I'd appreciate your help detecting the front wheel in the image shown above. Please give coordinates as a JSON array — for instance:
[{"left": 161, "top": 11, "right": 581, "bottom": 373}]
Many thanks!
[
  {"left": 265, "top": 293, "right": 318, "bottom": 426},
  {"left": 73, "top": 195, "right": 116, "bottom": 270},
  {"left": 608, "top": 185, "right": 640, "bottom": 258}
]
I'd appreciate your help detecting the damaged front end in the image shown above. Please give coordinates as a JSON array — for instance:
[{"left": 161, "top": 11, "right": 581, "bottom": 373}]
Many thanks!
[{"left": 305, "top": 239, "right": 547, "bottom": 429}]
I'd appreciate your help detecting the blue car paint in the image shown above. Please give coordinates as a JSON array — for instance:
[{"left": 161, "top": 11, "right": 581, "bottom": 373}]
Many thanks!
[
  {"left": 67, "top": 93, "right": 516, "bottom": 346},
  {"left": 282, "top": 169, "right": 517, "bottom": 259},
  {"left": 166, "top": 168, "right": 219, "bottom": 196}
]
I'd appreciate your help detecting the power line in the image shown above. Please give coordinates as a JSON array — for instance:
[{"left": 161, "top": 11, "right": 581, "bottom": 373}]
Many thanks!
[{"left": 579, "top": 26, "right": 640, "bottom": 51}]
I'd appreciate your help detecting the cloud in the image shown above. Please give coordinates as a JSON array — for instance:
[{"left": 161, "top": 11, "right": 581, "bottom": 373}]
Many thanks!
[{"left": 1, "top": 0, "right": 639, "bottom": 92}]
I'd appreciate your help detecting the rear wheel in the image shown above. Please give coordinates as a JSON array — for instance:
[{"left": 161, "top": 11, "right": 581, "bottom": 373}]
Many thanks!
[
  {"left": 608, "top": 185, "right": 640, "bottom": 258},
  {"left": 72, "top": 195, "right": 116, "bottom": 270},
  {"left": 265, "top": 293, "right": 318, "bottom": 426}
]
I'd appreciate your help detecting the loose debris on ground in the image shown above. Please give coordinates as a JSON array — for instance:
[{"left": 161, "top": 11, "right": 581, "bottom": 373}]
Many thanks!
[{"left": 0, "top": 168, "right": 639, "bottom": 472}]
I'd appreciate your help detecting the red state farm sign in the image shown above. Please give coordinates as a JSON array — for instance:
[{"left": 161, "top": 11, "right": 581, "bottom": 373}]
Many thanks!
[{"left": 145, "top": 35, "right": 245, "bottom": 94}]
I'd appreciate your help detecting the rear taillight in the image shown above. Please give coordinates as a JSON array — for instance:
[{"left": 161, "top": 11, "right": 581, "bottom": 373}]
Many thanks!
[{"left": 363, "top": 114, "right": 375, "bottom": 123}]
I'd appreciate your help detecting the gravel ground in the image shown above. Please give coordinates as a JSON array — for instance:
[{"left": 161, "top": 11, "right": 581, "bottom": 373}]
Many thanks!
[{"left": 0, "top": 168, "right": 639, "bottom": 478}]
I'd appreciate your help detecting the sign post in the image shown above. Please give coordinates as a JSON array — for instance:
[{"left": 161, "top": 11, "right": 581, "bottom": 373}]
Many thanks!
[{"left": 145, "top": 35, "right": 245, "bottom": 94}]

:: Task requirements ::
Each record must be reproduced exactly. Keep every one.

:: Final answer ::
I'd appreciate your help detecting the front wheel in the image shown above. Please give coordinates as a JSON array — for instance:
[{"left": 161, "top": 11, "right": 581, "bottom": 373}]
Many thanks!
[
  {"left": 265, "top": 293, "right": 318, "bottom": 426},
  {"left": 73, "top": 195, "right": 116, "bottom": 270},
  {"left": 608, "top": 185, "right": 640, "bottom": 258}
]
I'd appreciate your help detecting the damaged front end in the image shown above. Please give coordinates as a JSON array — for instance:
[{"left": 161, "top": 11, "right": 581, "bottom": 373}]
Many thanks!
[{"left": 305, "top": 239, "right": 547, "bottom": 429}]
I'd appreciate your help detecting the blue car paint in the image shown above. Please give coordinates as a JSON array — for instance:
[{"left": 161, "top": 11, "right": 581, "bottom": 373}]
Many thanks!
[
  {"left": 67, "top": 93, "right": 516, "bottom": 346},
  {"left": 282, "top": 169, "right": 517, "bottom": 259},
  {"left": 166, "top": 168, "right": 219, "bottom": 196}
]
I'd appreciate your help detecting the power line in the image shown above. Please give coordinates as a JSON array — for instance:
[{"left": 161, "top": 11, "right": 581, "bottom": 373}]
Many thanks!
[{"left": 579, "top": 26, "right": 640, "bottom": 51}]
I'd appreciate your help detecting the cloud in the image shown above. Please give coordinates as a JSON array — for instance:
[{"left": 161, "top": 11, "right": 581, "bottom": 373}]
Many thanks!
[{"left": 1, "top": 0, "right": 639, "bottom": 92}]
I'd appreciate your help detecting the rear wheel in the image shown above. Please give coordinates as a JSON array — for instance:
[{"left": 161, "top": 11, "right": 581, "bottom": 373}]
Many thanks!
[
  {"left": 608, "top": 185, "right": 640, "bottom": 258},
  {"left": 72, "top": 195, "right": 116, "bottom": 270},
  {"left": 265, "top": 293, "right": 318, "bottom": 426}
]
I'd appreciate your help detecting the loose debris on ground in the image shown above. Please give coordinates as a JSON array — for instance:
[{"left": 161, "top": 11, "right": 581, "bottom": 373}]
Many thanks!
[{"left": 0, "top": 168, "right": 639, "bottom": 472}]
I'd appreciate your help detecting the red state farm sign in the image shown above. Please give coordinates as a JSON array — for instance:
[{"left": 161, "top": 11, "right": 581, "bottom": 373}]
Many thanks!
[{"left": 145, "top": 35, "right": 245, "bottom": 94}]
I'd appreciate your help detecting the rear taillight in the image shown above. Please give coordinates as a JSON array — for instance:
[{"left": 161, "top": 11, "right": 581, "bottom": 373}]
Many thanks!
[{"left": 363, "top": 114, "right": 375, "bottom": 123}]
I'd appreciate your help detecting the gravel ground in the image shown above. Please give coordinates as a JSON array — for instance:
[{"left": 161, "top": 11, "right": 581, "bottom": 373}]
Many thanks!
[{"left": 0, "top": 168, "right": 639, "bottom": 478}]
I'd appreciate your help detecting the sign post in the image shown above. Please give coordinates as a JSON array — for instance:
[{"left": 161, "top": 11, "right": 581, "bottom": 373}]
Many thanks!
[{"left": 145, "top": 35, "right": 245, "bottom": 94}]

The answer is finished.